■ WHAT YOU HAVE TO DO ■
Among the lines of the records, please find those that contain the word "fish" and copy them.

BEGIN DATA RECORDS

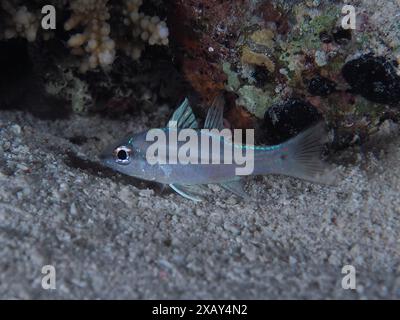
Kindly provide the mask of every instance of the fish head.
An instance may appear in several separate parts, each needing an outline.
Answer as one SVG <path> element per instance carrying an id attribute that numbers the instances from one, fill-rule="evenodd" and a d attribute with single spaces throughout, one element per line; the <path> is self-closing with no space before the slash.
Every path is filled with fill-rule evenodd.
<path id="1" fill-rule="evenodd" d="M 108 146 L 99 156 L 100 161 L 120 173 L 144 180 L 154 180 L 146 160 L 145 133 L 130 134 Z"/>

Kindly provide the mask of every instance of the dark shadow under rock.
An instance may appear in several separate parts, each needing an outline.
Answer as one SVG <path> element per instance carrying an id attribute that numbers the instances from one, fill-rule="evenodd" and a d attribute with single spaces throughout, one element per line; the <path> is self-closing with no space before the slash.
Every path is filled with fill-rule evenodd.
<path id="1" fill-rule="evenodd" d="M 306 101 L 292 99 L 270 107 L 264 116 L 262 142 L 282 143 L 322 119 L 319 111 Z"/>
<path id="2" fill-rule="evenodd" d="M 25 40 L 0 42 L 0 109 L 27 110 L 42 119 L 65 118 L 65 101 L 46 93 Z"/>

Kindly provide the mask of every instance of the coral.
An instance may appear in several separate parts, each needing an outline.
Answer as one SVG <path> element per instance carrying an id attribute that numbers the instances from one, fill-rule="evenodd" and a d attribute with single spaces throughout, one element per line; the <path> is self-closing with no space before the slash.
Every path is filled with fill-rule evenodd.
<path id="1" fill-rule="evenodd" d="M 64 70 L 56 79 L 46 83 L 46 92 L 70 101 L 74 113 L 87 113 L 93 105 L 93 97 L 89 92 L 88 84 L 75 77 L 68 69 Z"/>
<path id="2" fill-rule="evenodd" d="M 124 0 L 117 11 L 123 14 L 122 23 L 113 25 L 108 0 L 71 0 L 72 15 L 65 23 L 65 30 L 70 31 L 82 26 L 84 31 L 73 35 L 68 46 L 76 55 L 86 55 L 80 69 L 86 72 L 97 66 L 107 67 L 116 57 L 116 50 L 125 51 L 134 60 L 138 60 L 144 44 L 168 45 L 169 30 L 165 21 L 158 16 L 150 17 L 139 12 L 142 0 Z M 124 28 L 125 27 L 125 28 Z M 122 31 L 121 31 L 122 30 Z"/>
<path id="3" fill-rule="evenodd" d="M 5 28 L 0 33 L 0 39 L 12 39 L 22 37 L 29 42 L 37 38 L 40 25 L 40 15 L 29 11 L 26 6 L 17 5 L 16 2 L 1 0 L 1 8 L 7 13 L 5 17 Z"/>
<path id="4" fill-rule="evenodd" d="M 176 103 L 183 96 L 181 78 L 170 63 L 163 2 L 0 0 L 0 4 L 0 57 L 14 43 L 19 44 L 18 50 L 26 50 L 26 61 L 18 61 L 13 70 L 25 63 L 31 66 L 29 81 L 38 84 L 37 95 L 56 98 L 57 107 L 63 104 L 74 113 L 104 110 L 116 116 L 159 100 Z M 53 32 L 41 28 L 44 5 L 56 8 Z M 51 41 L 42 41 L 49 36 Z M 25 78 L 15 82 L 25 84 Z M 24 94 L 28 90 L 21 85 Z"/>
<path id="5" fill-rule="evenodd" d="M 237 91 L 240 87 L 240 80 L 237 73 L 231 70 L 231 64 L 229 62 L 224 62 L 222 65 L 222 69 L 227 75 L 227 90 Z"/>
<path id="6" fill-rule="evenodd" d="M 248 47 L 243 48 L 242 63 L 263 66 L 269 72 L 275 71 L 275 64 L 267 55 L 253 52 Z"/>
<path id="7" fill-rule="evenodd" d="M 356 30 L 341 27 L 342 1 L 173 2 L 178 62 L 205 105 L 229 91 L 228 110 L 245 109 L 256 127 L 269 108 L 300 99 L 343 136 L 368 136 L 388 115 L 400 120 L 399 1 L 352 1 Z"/>
<path id="8" fill-rule="evenodd" d="M 254 32 L 250 38 L 253 40 L 256 44 L 268 47 L 268 48 L 273 48 L 275 45 L 274 42 L 274 37 L 275 34 L 271 29 L 261 29 L 257 30 Z"/>
<path id="9" fill-rule="evenodd" d="M 22 0 L 1 0 L 5 13 L 0 20 L 0 30 L 4 29 L 0 40 L 22 37 L 34 42 L 39 33 L 43 39 L 49 39 L 53 34 L 40 28 L 43 3 L 32 1 L 29 6 L 22 3 Z M 109 0 L 53 0 L 49 4 L 55 5 L 59 13 L 66 8 L 71 12 L 64 29 L 71 34 L 67 45 L 72 54 L 82 57 L 79 63 L 82 72 L 110 66 L 117 50 L 138 60 L 146 44 L 169 44 L 166 22 L 140 12 L 143 0 L 115 4 Z"/>
<path id="10" fill-rule="evenodd" d="M 169 30 L 165 21 L 158 16 L 150 17 L 139 12 L 143 0 L 125 0 L 123 10 L 124 24 L 131 29 L 133 41 L 124 47 L 128 55 L 134 60 L 140 58 L 143 51 L 143 43 L 149 45 L 168 45 Z"/>
<path id="11" fill-rule="evenodd" d="M 70 31 L 82 26 L 84 31 L 73 35 L 68 46 L 75 55 L 87 55 L 82 62 L 82 72 L 97 66 L 108 66 L 115 59 L 115 42 L 110 38 L 111 27 L 107 22 L 110 12 L 108 0 L 71 0 L 72 15 L 65 22 L 64 28 Z"/>
<path id="12" fill-rule="evenodd" d="M 272 105 L 273 98 L 254 86 L 243 86 L 238 91 L 240 98 L 238 103 L 247 106 L 247 109 L 259 118 L 262 118 L 266 105 Z"/>

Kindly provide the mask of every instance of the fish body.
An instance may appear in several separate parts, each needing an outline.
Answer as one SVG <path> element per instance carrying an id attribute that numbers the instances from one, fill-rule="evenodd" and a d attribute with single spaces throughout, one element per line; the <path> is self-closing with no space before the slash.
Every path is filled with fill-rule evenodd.
<path id="1" fill-rule="evenodd" d="M 175 111 L 169 125 L 157 129 L 159 134 L 165 136 L 165 148 L 158 148 L 149 157 L 148 151 L 154 147 L 155 141 L 149 139 L 149 131 L 144 131 L 130 134 L 113 144 L 100 158 L 104 165 L 116 171 L 170 185 L 176 192 L 191 200 L 200 200 L 195 187 L 207 184 L 220 184 L 247 198 L 241 186 L 241 176 L 237 174 L 240 168 L 247 165 L 244 159 L 252 161 L 251 175 L 283 174 L 315 182 L 332 182 L 333 175 L 319 159 L 326 137 L 322 124 L 279 145 L 245 145 L 236 143 L 231 137 L 221 133 L 222 109 L 221 101 L 210 108 L 205 121 L 206 130 L 199 129 L 186 99 Z M 193 139 L 177 139 L 186 129 L 192 130 Z M 203 144 L 203 141 L 209 143 Z M 185 146 L 191 148 L 190 153 L 184 154 L 186 163 L 174 161 Z M 239 159 L 242 161 L 230 156 L 234 151 L 240 153 Z M 150 159 L 151 157 L 154 159 Z"/>

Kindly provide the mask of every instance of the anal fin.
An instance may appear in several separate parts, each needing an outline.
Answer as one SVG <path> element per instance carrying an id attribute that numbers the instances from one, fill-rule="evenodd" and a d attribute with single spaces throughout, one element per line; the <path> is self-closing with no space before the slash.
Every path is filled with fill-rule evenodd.
<path id="1" fill-rule="evenodd" d="M 182 197 L 195 201 L 200 202 L 203 201 L 203 198 L 199 195 L 201 191 L 203 191 L 202 186 L 196 185 L 183 185 L 183 184 L 170 184 L 169 185 L 176 193 L 181 195 Z"/>
<path id="2" fill-rule="evenodd" d="M 219 184 L 223 189 L 230 191 L 244 200 L 250 200 L 248 194 L 244 191 L 243 183 L 240 180 L 227 181 Z"/>

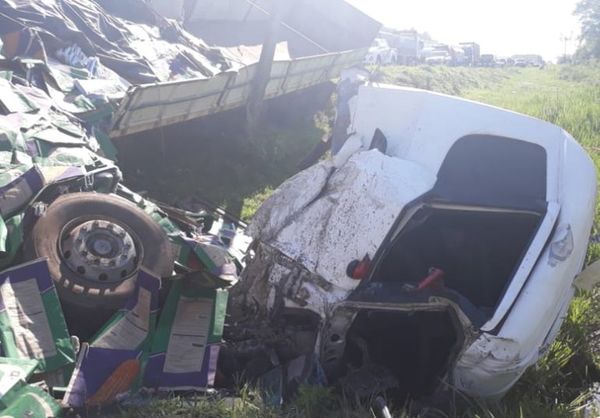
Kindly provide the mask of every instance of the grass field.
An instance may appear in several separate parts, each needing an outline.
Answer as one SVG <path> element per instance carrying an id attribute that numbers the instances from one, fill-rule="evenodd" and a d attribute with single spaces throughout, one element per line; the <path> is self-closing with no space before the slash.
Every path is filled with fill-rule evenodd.
<path id="1" fill-rule="evenodd" d="M 381 70 L 376 79 L 459 95 L 555 123 L 588 150 L 600 169 L 600 66 L 549 66 L 543 70 L 389 67 Z M 235 175 L 224 175 L 224 185 L 218 185 L 212 195 L 209 191 L 209 197 L 226 205 L 233 202 L 244 218 L 251 218 L 260 202 L 283 179 L 295 173 L 299 161 L 325 133 L 323 119 L 323 114 L 318 114 L 316 123 L 309 119 L 292 125 L 265 127 L 262 145 L 243 145 L 242 157 L 238 151 L 228 154 L 231 161 L 226 162 L 225 167 L 235 167 Z M 212 144 L 215 149 L 211 150 L 218 153 L 220 146 Z M 173 194 L 178 189 L 187 190 L 185 179 L 190 177 L 205 179 L 206 182 L 199 181 L 198 185 L 205 191 L 209 181 L 215 182 L 215 168 L 209 162 L 198 167 L 188 161 L 192 159 L 191 155 L 173 158 L 175 160 L 170 164 L 175 164 L 184 174 L 175 180 L 163 179 L 158 185 L 150 185 L 152 195 L 162 197 L 167 191 Z M 243 158 L 243 161 L 236 158 Z M 597 214 L 598 221 L 600 210 Z M 593 233 L 599 232 L 596 225 Z M 594 244 L 590 247 L 588 261 L 598 258 L 600 245 Z M 599 376 L 599 356 L 594 350 L 598 342 L 592 336 L 593 331 L 600 329 L 599 300 L 597 295 L 576 298 L 549 354 L 524 376 L 504 401 L 481 405 L 465 400 L 460 402 L 460 408 L 448 415 L 430 416 L 583 416 L 580 407 L 590 385 Z M 242 394 L 241 400 L 234 404 L 200 400 L 191 405 L 189 400 L 174 398 L 155 403 L 150 409 L 127 409 L 123 414 L 132 417 L 370 416 L 368 408 L 341 400 L 325 389 L 305 388 L 295 402 L 282 410 L 266 407 L 255 392 L 245 390 Z M 400 415 L 397 411 L 396 416 Z"/>

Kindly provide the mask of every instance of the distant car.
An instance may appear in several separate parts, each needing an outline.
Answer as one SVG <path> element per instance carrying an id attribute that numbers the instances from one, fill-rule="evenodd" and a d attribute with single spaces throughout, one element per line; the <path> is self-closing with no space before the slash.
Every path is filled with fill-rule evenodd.
<path id="1" fill-rule="evenodd" d="M 513 56 L 515 66 L 517 67 L 538 67 L 543 68 L 546 63 L 541 55 L 528 54 L 528 55 L 515 55 Z"/>
<path id="2" fill-rule="evenodd" d="M 528 63 L 522 58 L 515 59 L 515 67 L 527 67 Z"/>
<path id="3" fill-rule="evenodd" d="M 446 51 L 433 51 L 425 58 L 425 64 L 429 65 L 450 65 L 452 57 Z"/>
<path id="4" fill-rule="evenodd" d="M 506 58 L 496 58 L 495 66 L 496 67 L 506 67 L 508 65 L 508 61 Z"/>
<path id="5" fill-rule="evenodd" d="M 483 54 L 479 58 L 479 65 L 481 67 L 495 67 L 496 57 L 492 54 Z"/>
<path id="6" fill-rule="evenodd" d="M 387 41 L 377 38 L 369 48 L 364 63 L 367 65 L 390 65 L 398 62 L 398 51 L 391 48 Z"/>
<path id="7" fill-rule="evenodd" d="M 597 281 L 578 278 L 594 164 L 557 126 L 432 92 L 364 86 L 353 115 L 333 160 L 250 225 L 238 338 L 288 369 L 317 353 L 329 382 L 361 394 L 501 397 Z M 263 323 L 277 332 L 249 331 Z"/>

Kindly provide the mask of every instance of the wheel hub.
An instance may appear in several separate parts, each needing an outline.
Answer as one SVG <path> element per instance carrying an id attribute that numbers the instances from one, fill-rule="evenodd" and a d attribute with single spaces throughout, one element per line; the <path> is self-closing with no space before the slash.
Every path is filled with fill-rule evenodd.
<path id="1" fill-rule="evenodd" d="M 122 281 L 138 264 L 133 237 L 106 220 L 86 221 L 65 231 L 60 257 L 79 276 L 103 283 Z"/>

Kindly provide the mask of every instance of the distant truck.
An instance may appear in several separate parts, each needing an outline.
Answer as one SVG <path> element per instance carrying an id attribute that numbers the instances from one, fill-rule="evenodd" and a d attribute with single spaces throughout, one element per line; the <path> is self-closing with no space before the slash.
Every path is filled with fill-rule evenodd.
<path id="1" fill-rule="evenodd" d="M 443 49 L 426 48 L 423 50 L 422 62 L 428 65 L 450 65 L 452 57 Z"/>
<path id="2" fill-rule="evenodd" d="M 459 46 L 434 44 L 423 49 L 423 59 L 429 65 L 464 65 L 465 52 Z"/>
<path id="3" fill-rule="evenodd" d="M 416 65 L 421 60 L 425 41 L 416 30 L 383 30 L 380 36 L 397 53 L 398 64 Z"/>
<path id="4" fill-rule="evenodd" d="M 481 47 L 475 42 L 461 42 L 460 47 L 465 53 L 464 65 L 476 66 L 481 58 Z"/>

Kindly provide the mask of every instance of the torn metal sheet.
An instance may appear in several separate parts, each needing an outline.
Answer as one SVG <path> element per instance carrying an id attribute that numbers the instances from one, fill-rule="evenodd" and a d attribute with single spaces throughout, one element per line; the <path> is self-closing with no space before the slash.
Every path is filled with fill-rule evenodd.
<path id="1" fill-rule="evenodd" d="M 415 179 L 397 182 L 398 178 Z M 435 177 L 417 164 L 377 151 L 356 154 L 339 170 L 322 162 L 286 181 L 257 211 L 248 233 L 327 278 L 333 289 L 299 284 L 304 304 L 321 314 L 343 300 L 360 281 L 348 263 L 373 256 L 396 221 L 399 208 L 422 195 Z M 288 282 L 290 269 L 272 268 L 271 283 Z M 266 279 L 266 278 L 265 278 Z M 267 302 L 268 295 L 254 295 Z M 293 298 L 289 306 L 297 306 Z"/>
<path id="2" fill-rule="evenodd" d="M 8 357 L 33 359 L 39 371 L 73 364 L 75 352 L 46 260 L 0 273 L 0 338 Z"/>

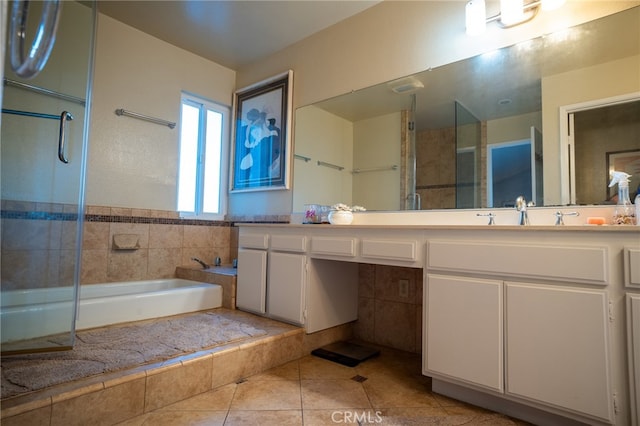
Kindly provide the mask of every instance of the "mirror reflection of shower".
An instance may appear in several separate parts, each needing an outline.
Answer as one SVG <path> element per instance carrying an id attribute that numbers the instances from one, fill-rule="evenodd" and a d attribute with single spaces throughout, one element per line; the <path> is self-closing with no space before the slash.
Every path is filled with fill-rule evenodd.
<path id="1" fill-rule="evenodd" d="M 411 95 L 411 109 L 408 111 L 405 210 L 420 210 L 422 199 L 416 188 L 416 94 Z"/>

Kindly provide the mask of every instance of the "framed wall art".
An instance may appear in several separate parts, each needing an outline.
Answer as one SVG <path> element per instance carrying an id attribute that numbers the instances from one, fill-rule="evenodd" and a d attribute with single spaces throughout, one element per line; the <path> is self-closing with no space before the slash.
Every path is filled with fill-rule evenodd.
<path id="1" fill-rule="evenodd" d="M 234 95 L 231 192 L 289 189 L 293 71 Z"/>

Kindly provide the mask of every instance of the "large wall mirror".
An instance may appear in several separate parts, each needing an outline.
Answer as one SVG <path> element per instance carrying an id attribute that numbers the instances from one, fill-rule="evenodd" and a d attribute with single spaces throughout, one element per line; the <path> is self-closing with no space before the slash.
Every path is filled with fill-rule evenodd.
<path id="1" fill-rule="evenodd" d="M 607 155 L 640 151 L 639 63 L 634 7 L 299 108 L 293 211 L 336 202 L 368 210 L 510 207 L 517 195 L 536 205 L 605 203 Z M 594 106 L 591 118 L 575 122 L 615 130 L 560 137 L 563 106 L 614 97 L 622 99 L 618 114 L 598 115 Z M 594 178 L 577 178 L 585 175 Z"/>

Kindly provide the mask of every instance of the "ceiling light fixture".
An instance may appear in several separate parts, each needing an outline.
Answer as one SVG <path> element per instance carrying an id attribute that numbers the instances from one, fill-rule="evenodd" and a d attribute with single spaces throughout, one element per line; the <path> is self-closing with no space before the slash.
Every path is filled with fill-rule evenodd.
<path id="1" fill-rule="evenodd" d="M 465 9 L 468 35 L 482 34 L 487 24 L 496 22 L 500 28 L 511 28 L 529 22 L 538 15 L 540 9 L 553 10 L 564 4 L 565 0 L 534 0 L 524 4 L 524 0 L 500 0 L 500 13 L 486 17 L 484 0 L 471 0 Z"/>

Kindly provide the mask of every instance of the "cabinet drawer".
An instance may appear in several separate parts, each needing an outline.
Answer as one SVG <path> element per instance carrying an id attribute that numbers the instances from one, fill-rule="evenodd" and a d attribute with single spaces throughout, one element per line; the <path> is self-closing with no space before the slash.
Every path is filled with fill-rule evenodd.
<path id="1" fill-rule="evenodd" d="M 305 252 L 307 250 L 307 237 L 304 235 L 272 235 L 271 249 Z"/>
<path id="2" fill-rule="evenodd" d="M 311 253 L 331 256 L 356 255 L 355 238 L 313 237 L 311 239 Z"/>
<path id="3" fill-rule="evenodd" d="M 624 282 L 640 288 L 640 247 L 624 248 Z"/>
<path id="4" fill-rule="evenodd" d="M 415 262 L 417 246 L 417 241 L 363 239 L 361 256 Z"/>
<path id="5" fill-rule="evenodd" d="M 240 234 L 238 246 L 246 248 L 267 249 L 269 247 L 268 234 Z"/>
<path id="6" fill-rule="evenodd" d="M 566 247 L 478 241 L 428 241 L 427 267 L 508 277 L 606 285 L 606 247 Z"/>

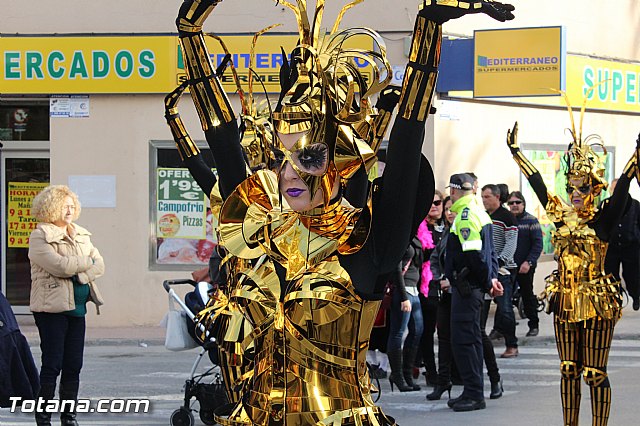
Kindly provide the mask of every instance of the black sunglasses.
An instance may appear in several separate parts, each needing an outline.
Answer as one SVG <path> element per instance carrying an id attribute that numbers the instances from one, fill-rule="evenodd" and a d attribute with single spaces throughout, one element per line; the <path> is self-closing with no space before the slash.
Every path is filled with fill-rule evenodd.
<path id="1" fill-rule="evenodd" d="M 513 206 L 513 205 L 520 205 L 522 204 L 521 200 L 513 200 L 513 201 L 509 201 L 507 202 L 508 205 Z"/>
<path id="2" fill-rule="evenodd" d="M 440 204 L 442 204 L 442 200 L 434 200 L 432 204 L 438 207 Z"/>
<path id="3" fill-rule="evenodd" d="M 567 194 L 573 194 L 573 191 L 578 191 L 581 194 L 588 194 L 591 191 L 591 185 L 585 184 L 582 186 L 573 186 L 571 184 L 567 184 Z"/>

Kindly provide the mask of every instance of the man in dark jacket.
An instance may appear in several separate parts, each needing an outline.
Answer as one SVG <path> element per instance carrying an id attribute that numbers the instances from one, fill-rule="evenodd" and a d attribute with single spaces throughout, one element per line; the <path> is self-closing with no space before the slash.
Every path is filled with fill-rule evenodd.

END DATA RECORDS

■ ANSWER TO THE EXERCISE ■
Kindly provide the mask of every instance of the fish head.
Kindly provide the mask of every instance of the fish body.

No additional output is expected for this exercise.